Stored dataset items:
=== Section Start ===

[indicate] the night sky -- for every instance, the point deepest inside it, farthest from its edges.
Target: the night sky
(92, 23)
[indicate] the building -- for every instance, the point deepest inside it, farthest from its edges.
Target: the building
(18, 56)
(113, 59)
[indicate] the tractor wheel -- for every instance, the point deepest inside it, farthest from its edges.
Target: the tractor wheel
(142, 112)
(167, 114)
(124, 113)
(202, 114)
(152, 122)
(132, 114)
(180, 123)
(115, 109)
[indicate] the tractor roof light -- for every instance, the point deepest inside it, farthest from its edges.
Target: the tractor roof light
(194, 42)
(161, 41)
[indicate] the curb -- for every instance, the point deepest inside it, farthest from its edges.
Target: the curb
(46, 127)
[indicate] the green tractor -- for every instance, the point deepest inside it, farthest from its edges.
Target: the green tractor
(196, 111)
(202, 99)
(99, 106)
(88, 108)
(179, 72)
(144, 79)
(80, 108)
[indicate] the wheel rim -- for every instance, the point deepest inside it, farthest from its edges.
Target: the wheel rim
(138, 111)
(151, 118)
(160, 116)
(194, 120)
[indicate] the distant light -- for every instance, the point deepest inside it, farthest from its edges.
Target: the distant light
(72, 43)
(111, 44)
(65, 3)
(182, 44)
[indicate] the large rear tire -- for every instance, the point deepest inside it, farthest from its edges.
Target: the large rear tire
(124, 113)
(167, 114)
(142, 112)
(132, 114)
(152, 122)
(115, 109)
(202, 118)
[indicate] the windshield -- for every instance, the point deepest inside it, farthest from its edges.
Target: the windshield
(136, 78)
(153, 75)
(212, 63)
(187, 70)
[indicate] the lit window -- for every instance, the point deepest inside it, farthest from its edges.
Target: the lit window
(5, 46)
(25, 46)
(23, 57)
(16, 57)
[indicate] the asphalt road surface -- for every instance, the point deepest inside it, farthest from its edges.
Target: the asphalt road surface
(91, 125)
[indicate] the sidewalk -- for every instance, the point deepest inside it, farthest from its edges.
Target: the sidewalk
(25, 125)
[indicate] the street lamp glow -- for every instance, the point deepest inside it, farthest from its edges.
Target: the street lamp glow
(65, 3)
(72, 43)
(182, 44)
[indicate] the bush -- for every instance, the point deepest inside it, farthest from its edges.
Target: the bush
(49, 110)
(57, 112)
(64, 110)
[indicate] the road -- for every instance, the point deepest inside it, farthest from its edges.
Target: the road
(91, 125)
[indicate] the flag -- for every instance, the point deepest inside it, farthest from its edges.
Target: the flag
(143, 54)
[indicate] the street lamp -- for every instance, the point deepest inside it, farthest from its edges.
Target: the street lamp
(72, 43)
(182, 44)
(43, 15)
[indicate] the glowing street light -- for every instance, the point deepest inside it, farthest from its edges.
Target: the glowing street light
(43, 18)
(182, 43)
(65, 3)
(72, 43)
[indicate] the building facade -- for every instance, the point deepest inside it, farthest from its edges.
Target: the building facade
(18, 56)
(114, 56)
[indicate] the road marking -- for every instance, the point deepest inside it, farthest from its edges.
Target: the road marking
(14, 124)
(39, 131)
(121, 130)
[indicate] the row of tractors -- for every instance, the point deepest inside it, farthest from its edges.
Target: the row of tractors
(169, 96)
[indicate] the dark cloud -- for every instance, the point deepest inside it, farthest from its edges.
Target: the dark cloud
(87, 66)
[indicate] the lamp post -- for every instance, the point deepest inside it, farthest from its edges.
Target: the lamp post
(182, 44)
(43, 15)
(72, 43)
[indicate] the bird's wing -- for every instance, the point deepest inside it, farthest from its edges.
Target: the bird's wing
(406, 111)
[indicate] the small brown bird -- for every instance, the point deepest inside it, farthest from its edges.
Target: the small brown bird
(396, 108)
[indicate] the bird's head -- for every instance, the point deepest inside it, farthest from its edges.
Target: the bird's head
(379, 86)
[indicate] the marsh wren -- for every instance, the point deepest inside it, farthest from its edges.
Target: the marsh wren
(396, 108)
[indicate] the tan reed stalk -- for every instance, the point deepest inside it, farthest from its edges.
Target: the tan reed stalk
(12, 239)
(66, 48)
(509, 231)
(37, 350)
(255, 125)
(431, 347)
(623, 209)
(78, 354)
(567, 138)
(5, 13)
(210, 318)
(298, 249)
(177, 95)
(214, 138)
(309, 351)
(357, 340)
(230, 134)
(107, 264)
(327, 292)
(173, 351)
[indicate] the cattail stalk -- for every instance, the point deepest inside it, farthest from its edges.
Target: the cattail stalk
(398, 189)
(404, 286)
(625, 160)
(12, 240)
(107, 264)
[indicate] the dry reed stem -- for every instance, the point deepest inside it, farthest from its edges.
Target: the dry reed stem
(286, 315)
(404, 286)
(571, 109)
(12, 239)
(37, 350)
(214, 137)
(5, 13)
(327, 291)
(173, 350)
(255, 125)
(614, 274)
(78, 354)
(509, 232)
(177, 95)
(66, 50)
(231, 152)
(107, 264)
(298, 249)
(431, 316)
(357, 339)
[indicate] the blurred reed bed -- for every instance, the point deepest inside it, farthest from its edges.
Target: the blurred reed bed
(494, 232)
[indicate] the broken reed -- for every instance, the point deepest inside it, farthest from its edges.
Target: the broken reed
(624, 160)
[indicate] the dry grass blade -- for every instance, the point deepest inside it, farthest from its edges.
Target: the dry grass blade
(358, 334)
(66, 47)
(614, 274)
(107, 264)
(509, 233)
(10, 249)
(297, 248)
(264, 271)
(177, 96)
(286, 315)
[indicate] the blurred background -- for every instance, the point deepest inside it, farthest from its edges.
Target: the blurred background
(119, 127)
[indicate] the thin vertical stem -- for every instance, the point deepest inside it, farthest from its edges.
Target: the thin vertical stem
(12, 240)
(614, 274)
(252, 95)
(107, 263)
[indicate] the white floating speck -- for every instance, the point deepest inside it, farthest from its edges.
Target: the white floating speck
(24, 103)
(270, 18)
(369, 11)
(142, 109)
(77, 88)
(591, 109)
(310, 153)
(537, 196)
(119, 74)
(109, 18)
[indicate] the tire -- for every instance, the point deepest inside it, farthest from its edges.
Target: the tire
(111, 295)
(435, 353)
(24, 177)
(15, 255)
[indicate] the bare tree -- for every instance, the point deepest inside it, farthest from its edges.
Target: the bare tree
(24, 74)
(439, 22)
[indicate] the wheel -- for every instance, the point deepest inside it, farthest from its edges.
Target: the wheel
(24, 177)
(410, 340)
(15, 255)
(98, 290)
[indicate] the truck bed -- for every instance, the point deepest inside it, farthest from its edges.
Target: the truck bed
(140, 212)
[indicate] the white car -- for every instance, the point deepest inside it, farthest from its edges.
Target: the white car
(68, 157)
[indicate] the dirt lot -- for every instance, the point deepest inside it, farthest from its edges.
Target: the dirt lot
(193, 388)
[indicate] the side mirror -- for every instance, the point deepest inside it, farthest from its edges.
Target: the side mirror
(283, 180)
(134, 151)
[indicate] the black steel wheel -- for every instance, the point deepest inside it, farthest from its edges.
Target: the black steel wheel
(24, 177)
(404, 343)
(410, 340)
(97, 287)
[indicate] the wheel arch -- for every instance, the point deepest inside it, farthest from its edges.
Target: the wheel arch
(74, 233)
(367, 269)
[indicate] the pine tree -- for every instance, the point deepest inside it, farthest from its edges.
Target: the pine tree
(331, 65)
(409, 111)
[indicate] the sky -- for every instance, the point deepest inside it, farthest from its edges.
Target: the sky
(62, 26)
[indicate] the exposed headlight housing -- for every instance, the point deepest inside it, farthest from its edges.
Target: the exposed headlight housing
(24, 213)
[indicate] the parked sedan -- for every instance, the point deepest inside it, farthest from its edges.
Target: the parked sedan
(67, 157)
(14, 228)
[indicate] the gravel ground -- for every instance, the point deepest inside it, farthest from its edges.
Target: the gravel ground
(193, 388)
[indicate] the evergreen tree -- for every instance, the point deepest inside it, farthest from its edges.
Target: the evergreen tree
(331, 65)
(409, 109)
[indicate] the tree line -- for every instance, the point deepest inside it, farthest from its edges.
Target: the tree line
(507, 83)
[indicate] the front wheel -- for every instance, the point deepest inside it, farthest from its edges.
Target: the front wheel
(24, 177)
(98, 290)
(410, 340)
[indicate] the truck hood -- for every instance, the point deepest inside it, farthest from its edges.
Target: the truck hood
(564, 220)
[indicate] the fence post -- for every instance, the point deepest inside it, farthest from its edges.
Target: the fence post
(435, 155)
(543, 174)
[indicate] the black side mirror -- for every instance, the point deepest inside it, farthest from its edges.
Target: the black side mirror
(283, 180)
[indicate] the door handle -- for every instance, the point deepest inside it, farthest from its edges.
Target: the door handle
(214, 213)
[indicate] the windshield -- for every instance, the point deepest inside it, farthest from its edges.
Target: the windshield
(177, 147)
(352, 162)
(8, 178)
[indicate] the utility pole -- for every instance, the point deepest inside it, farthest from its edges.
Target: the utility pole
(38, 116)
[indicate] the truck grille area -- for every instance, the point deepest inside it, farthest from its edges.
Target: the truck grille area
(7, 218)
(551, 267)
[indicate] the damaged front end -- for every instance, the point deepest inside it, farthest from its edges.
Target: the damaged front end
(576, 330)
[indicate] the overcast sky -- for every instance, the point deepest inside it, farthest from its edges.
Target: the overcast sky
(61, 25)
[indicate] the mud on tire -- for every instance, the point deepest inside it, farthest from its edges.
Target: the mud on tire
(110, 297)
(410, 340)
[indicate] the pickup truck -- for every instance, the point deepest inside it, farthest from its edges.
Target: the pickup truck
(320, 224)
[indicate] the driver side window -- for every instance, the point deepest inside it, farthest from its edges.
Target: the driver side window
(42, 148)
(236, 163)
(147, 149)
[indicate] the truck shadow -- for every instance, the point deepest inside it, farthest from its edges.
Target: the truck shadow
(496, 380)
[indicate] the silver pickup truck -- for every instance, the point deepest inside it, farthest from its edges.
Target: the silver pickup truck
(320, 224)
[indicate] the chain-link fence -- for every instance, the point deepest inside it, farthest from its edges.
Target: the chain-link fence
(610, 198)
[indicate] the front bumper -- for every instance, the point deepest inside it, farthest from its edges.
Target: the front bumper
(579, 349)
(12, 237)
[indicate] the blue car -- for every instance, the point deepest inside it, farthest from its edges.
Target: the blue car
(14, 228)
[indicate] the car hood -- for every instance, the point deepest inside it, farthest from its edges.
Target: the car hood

=== Section End ===

**The problem**. Of the lines above, extract only those from the line with "[indicate] the lit" to the line with "[indicate] the bush", both included, exactly as written.

**Worked solution**.
[indicate] the lit window -- for every instance, the point deepest inside it, farthest from its edges.
Target: the lit window
(5, 46)
(25, 46)
(23, 57)
(16, 57)
[indicate] the asphalt road surface -- for every instance, the point deepest inside it, farthest from its edges.
Target: the asphalt road surface
(91, 125)
[indicate] the sidewalk -- for every instance, the point deepest inside it, farthest from its edges.
Target: the sidewalk
(25, 125)
[indicate] the street lamp glow -- for every instance, the point deepest inside it, farthest from its edges.
Target: the street lamp glow
(65, 3)
(72, 43)
(182, 44)
[indicate] the bush -- for every instance, the point deepest inside it, farthest from its edges.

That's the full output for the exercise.